• [AUSZUFÜHRENDE AUFGABE]:
Zeige jede der folgenden Zeilen, in der das Wort „headlight“ vorkommt, wobei die Groß- und Kleinschreibung zu beachten ist.

• [BEREITGESTELLTE ZEILEN]:
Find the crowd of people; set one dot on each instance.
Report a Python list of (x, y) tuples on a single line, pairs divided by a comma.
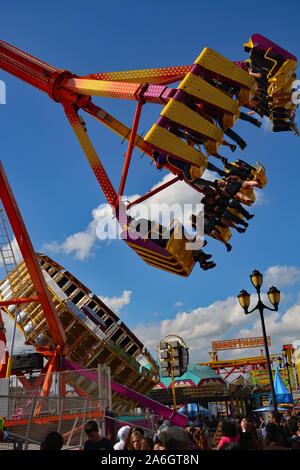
[(280, 432)]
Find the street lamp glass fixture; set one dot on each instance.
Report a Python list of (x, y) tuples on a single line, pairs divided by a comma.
[(244, 299), (256, 279), (274, 296)]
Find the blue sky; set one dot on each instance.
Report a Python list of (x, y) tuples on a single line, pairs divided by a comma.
[(58, 194)]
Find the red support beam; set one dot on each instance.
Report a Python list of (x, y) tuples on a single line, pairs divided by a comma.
[(155, 191), (130, 148), (26, 300), (29, 256)]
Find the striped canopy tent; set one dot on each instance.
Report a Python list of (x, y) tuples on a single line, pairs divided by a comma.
[(195, 376), (282, 394)]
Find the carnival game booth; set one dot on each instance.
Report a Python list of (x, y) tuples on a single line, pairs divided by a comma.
[(201, 385)]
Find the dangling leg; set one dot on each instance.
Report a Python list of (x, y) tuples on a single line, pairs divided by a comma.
[(234, 204), (254, 121), (243, 199), (234, 136), (249, 184), (218, 237), (230, 216)]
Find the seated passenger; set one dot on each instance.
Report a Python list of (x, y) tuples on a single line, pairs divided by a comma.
[(231, 188), (209, 228), (219, 208), (154, 231)]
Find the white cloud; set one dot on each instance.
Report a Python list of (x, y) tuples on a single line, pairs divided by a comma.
[(282, 275), (117, 303), (19, 337), (12, 250), (223, 320), (178, 196)]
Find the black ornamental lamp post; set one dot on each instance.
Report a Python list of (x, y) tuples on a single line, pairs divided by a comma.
[(274, 297)]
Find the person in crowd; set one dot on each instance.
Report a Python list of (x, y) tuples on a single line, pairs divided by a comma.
[(147, 444), (247, 439), (212, 422), (159, 445), (122, 434), (201, 439), (190, 430), (134, 439), (274, 437), (52, 441), (95, 440), (218, 434), (198, 423), (231, 446), (229, 433), (175, 438)]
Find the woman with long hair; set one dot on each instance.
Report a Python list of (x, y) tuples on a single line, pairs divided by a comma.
[(201, 439)]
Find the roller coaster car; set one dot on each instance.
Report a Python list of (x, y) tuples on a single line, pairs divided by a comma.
[(174, 257), (211, 64), (224, 232), (197, 88), (278, 68), (258, 172)]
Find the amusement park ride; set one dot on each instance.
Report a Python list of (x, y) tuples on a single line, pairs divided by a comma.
[(199, 112), (188, 134)]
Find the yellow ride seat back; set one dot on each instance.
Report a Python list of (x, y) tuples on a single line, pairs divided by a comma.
[(163, 139), (224, 232), (235, 212), (223, 67), (260, 175), (249, 192), (180, 114), (284, 74), (207, 93)]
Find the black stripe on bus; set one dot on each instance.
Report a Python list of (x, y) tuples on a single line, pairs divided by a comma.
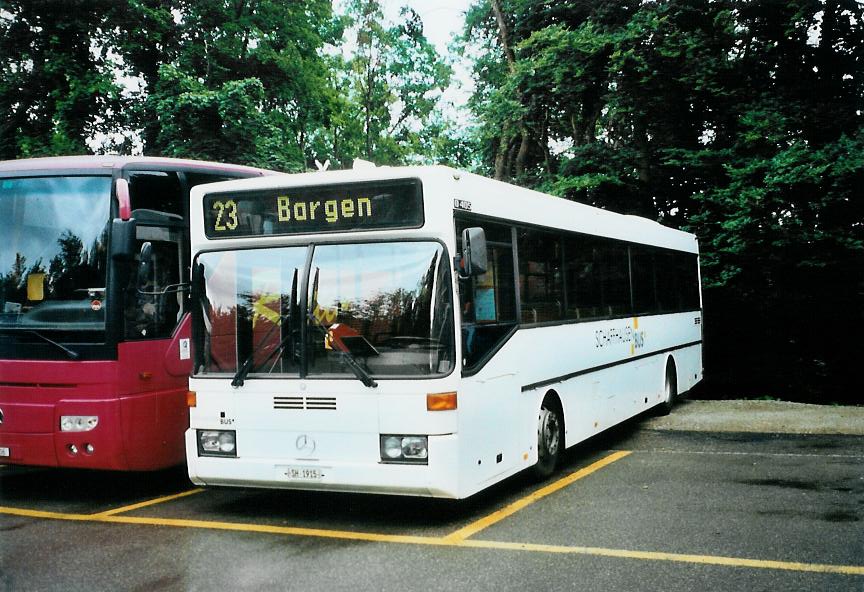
[(562, 378)]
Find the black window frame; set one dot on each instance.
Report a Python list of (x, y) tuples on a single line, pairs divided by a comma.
[(688, 303)]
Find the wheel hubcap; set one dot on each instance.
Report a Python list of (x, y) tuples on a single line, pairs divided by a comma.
[(549, 432)]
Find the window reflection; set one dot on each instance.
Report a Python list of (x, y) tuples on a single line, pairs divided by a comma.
[(386, 304), (53, 254)]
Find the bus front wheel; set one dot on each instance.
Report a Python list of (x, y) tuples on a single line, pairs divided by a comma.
[(549, 439)]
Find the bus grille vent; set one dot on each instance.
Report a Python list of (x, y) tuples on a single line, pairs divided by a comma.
[(309, 403), (287, 402), (328, 403)]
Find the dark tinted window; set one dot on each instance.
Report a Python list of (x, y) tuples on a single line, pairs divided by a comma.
[(488, 302), (157, 190), (540, 276), (643, 279), (597, 276)]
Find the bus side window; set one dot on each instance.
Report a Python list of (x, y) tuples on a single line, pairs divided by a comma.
[(157, 190), (488, 301), (153, 310)]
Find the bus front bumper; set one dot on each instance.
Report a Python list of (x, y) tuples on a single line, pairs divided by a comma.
[(439, 478)]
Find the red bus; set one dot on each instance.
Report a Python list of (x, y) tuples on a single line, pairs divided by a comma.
[(95, 355)]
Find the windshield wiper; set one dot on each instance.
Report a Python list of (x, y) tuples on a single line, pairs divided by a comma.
[(359, 371), (246, 366), (73, 355)]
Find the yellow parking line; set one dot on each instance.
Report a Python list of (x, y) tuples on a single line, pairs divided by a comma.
[(487, 521), (852, 570), (158, 500), (855, 570)]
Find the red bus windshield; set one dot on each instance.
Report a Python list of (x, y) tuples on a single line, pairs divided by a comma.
[(53, 256)]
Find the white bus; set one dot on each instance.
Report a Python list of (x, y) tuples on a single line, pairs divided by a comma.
[(423, 331)]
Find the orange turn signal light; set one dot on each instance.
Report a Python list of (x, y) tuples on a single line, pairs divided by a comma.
[(441, 401)]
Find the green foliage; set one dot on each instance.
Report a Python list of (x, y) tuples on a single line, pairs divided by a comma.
[(740, 121), (389, 89), (56, 91)]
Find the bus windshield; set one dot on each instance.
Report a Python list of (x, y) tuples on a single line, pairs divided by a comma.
[(53, 255), (385, 307)]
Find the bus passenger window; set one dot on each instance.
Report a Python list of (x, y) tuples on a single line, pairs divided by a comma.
[(153, 310), (488, 301)]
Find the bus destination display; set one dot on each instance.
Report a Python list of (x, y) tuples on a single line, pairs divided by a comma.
[(330, 208)]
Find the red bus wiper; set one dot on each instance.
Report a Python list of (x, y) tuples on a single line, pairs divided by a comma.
[(73, 355)]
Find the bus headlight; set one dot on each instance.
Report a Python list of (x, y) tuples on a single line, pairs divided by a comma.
[(405, 449), (78, 423), (217, 443)]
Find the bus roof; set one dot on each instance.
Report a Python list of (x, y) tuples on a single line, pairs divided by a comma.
[(112, 162), (491, 198)]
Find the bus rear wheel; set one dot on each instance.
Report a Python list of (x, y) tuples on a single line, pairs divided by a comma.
[(670, 390), (549, 440)]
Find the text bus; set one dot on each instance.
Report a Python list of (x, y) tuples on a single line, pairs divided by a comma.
[(93, 367), (423, 331)]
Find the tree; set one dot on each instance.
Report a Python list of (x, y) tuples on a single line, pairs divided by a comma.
[(242, 81), (57, 87), (740, 121), (390, 84)]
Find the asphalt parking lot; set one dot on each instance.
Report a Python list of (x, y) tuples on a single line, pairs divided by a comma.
[(648, 505)]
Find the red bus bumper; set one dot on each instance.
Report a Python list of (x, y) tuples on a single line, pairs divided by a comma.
[(141, 409)]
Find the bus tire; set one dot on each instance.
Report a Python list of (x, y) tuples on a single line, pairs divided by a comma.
[(550, 437), (670, 389)]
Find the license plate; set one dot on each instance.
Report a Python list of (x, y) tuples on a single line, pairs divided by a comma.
[(298, 473)]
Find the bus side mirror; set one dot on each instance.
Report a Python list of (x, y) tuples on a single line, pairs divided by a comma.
[(474, 252), (123, 239), (145, 265)]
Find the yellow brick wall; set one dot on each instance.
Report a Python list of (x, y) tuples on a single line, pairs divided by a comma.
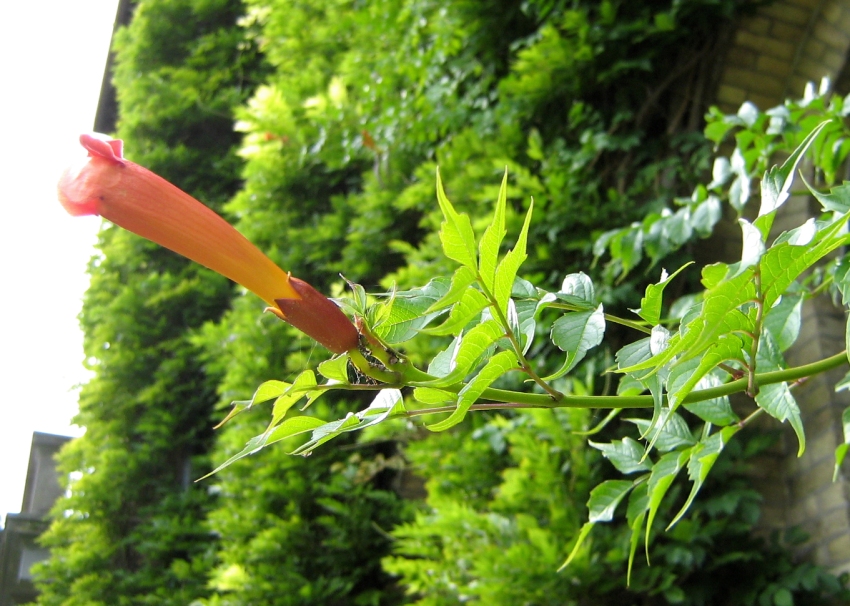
[(773, 55)]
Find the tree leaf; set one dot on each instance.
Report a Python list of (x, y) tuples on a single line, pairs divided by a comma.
[(335, 369), (575, 333), (635, 516), (778, 402), (626, 455), (605, 498), (295, 392), (456, 232), (776, 399), (582, 535), (662, 476), (488, 248), (783, 320), (472, 345), (498, 365), (650, 304), (776, 183), (580, 287)]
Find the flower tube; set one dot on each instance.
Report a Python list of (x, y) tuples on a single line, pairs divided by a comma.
[(136, 199)]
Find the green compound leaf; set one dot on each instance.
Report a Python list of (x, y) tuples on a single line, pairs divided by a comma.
[(717, 411), (578, 289), (469, 351), (409, 311), (662, 476), (432, 396), (627, 455), (650, 304), (601, 505), (290, 427), (703, 456), (385, 403), (783, 320), (461, 281), (718, 315), (509, 266), (463, 312), (784, 263), (582, 535), (728, 347), (837, 200), (488, 248), (502, 362), (575, 333), (265, 392), (635, 516), (456, 231), (776, 183), (335, 369)]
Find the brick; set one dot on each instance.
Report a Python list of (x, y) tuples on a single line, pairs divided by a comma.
[(833, 496), (741, 57), (813, 49), (776, 67), (831, 12), (840, 569), (757, 24), (781, 49), (833, 523), (830, 35), (787, 13), (763, 84), (819, 476), (787, 31)]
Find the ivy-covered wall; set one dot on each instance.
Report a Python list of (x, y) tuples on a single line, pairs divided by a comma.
[(316, 127)]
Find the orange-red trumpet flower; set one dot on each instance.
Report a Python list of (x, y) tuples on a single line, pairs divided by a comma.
[(140, 201)]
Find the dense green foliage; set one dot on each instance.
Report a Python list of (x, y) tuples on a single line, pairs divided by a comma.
[(133, 529), (493, 527), (342, 111)]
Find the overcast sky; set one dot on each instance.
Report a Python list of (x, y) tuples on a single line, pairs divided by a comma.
[(52, 55)]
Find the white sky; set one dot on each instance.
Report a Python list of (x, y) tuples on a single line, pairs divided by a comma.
[(52, 56)]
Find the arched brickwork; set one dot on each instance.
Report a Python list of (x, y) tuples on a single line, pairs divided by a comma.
[(773, 55)]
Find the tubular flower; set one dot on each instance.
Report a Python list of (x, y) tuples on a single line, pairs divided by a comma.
[(141, 202)]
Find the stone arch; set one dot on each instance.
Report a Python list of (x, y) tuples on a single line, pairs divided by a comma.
[(786, 44), (772, 56)]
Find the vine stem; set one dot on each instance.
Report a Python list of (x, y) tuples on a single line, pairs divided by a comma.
[(503, 399), (639, 326), (525, 365), (752, 383)]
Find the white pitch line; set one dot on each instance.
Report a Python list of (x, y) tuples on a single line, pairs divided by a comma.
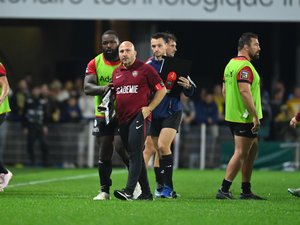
[(59, 179)]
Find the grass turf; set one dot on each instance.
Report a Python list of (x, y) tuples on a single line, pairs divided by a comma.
[(64, 196)]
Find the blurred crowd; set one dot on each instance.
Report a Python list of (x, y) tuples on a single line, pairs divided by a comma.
[(66, 102)]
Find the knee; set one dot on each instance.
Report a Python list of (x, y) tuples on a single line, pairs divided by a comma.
[(164, 149)]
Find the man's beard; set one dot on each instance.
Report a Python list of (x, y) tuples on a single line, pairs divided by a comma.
[(111, 55), (254, 56)]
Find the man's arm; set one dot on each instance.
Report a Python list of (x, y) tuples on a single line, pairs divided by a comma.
[(246, 94), (224, 90), (158, 97), (5, 88), (91, 87)]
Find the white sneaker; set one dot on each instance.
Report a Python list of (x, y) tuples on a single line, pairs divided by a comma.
[(137, 191), (102, 196), (4, 179)]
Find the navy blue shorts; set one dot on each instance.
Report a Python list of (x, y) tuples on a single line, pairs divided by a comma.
[(173, 121)]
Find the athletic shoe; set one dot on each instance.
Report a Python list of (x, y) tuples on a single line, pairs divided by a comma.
[(4, 179), (168, 192), (251, 196), (102, 196), (121, 194), (143, 196), (224, 195), (137, 191), (295, 192), (158, 193)]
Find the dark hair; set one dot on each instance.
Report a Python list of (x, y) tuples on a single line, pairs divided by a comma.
[(170, 36), (160, 35), (111, 32), (245, 39)]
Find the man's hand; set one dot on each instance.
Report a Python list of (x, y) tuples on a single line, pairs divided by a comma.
[(293, 122), (146, 111), (256, 125), (184, 82)]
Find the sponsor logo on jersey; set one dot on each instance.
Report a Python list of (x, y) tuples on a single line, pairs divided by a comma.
[(135, 73), (105, 79), (128, 89), (244, 75)]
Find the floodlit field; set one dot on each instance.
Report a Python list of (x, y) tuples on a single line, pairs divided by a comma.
[(64, 196)]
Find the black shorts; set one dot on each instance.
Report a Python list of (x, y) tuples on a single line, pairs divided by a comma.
[(242, 129), (100, 128), (173, 121), (2, 118)]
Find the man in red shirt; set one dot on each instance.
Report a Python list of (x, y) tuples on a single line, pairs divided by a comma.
[(97, 79), (5, 174), (134, 83)]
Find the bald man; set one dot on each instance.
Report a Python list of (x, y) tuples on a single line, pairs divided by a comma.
[(134, 83)]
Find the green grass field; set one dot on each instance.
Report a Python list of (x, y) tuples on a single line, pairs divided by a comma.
[(64, 196)]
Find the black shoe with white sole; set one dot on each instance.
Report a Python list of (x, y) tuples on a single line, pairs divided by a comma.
[(121, 194)]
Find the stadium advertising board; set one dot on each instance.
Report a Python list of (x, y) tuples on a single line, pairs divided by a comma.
[(197, 10)]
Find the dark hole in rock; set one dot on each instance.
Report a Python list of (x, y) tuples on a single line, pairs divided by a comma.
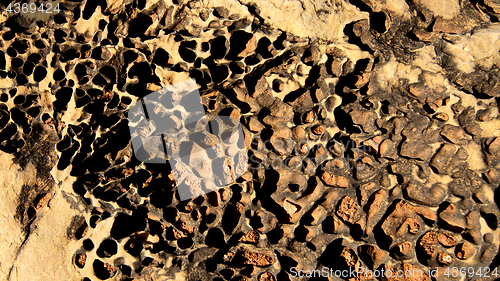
[(39, 74), (28, 68)]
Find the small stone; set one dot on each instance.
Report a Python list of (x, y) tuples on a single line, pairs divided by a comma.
[(336, 68), (445, 258), (221, 12), (310, 116), (452, 219), (278, 85), (251, 237), (442, 116), (464, 251), (447, 239), (328, 178), (80, 260), (404, 250), (257, 259), (342, 182), (319, 130)]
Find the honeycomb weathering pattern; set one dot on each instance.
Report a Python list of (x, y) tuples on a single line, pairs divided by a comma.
[(374, 146), (204, 152)]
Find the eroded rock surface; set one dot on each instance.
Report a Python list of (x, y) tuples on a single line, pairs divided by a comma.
[(372, 130)]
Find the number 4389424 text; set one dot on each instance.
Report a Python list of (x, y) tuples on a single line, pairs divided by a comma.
[(32, 8)]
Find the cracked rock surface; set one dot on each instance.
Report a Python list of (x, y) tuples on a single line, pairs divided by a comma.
[(371, 130)]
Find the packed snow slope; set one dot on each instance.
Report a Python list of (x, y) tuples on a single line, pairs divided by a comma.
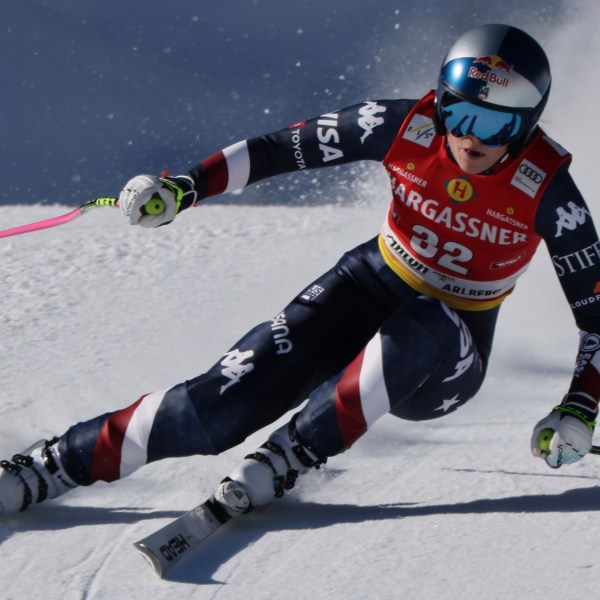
[(95, 313)]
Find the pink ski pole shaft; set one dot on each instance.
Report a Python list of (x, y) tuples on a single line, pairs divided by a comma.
[(62, 219)]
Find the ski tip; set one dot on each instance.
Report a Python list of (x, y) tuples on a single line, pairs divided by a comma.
[(150, 557)]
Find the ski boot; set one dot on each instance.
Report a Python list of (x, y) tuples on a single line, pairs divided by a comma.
[(32, 477), (267, 473)]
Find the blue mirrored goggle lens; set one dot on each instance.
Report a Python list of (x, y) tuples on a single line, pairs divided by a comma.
[(490, 127)]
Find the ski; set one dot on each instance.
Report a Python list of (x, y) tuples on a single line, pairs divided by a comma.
[(167, 546)]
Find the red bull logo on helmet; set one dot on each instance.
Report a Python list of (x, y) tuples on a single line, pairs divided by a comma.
[(493, 61), (486, 69)]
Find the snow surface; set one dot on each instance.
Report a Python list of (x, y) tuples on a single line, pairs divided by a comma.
[(95, 313)]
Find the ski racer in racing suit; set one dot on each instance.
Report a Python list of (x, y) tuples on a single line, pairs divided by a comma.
[(404, 322)]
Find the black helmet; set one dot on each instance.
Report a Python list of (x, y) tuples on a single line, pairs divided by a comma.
[(499, 68)]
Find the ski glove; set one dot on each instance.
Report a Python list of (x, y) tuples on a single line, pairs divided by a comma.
[(150, 201), (565, 435)]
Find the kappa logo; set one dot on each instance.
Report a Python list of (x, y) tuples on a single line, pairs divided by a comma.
[(420, 130), (311, 293), (590, 342), (368, 119), (234, 367), (570, 220)]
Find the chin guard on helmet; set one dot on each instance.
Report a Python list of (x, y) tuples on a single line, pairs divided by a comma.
[(499, 68)]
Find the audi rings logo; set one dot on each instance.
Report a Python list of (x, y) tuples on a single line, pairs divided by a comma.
[(530, 173)]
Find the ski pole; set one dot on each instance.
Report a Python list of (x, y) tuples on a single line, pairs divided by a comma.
[(62, 219)]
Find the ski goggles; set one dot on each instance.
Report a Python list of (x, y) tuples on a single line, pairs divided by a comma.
[(490, 127)]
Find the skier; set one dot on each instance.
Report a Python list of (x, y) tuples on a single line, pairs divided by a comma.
[(404, 322)]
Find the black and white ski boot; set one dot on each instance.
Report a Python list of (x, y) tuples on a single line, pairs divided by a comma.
[(267, 473), (32, 477)]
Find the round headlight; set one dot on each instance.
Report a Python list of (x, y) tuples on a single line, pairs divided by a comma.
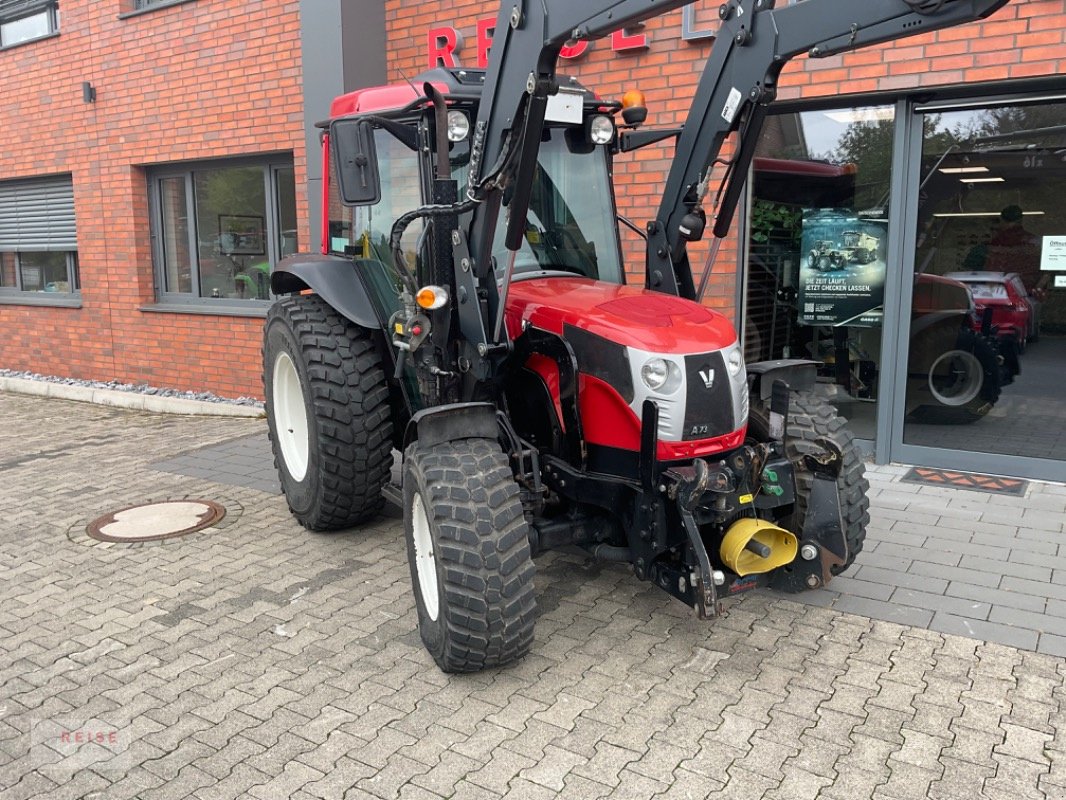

• [KORREKTES ERGEBNIS]:
Find the bus headlight; set one dot on each instance.
Find the round headlight; set one dot on each instance.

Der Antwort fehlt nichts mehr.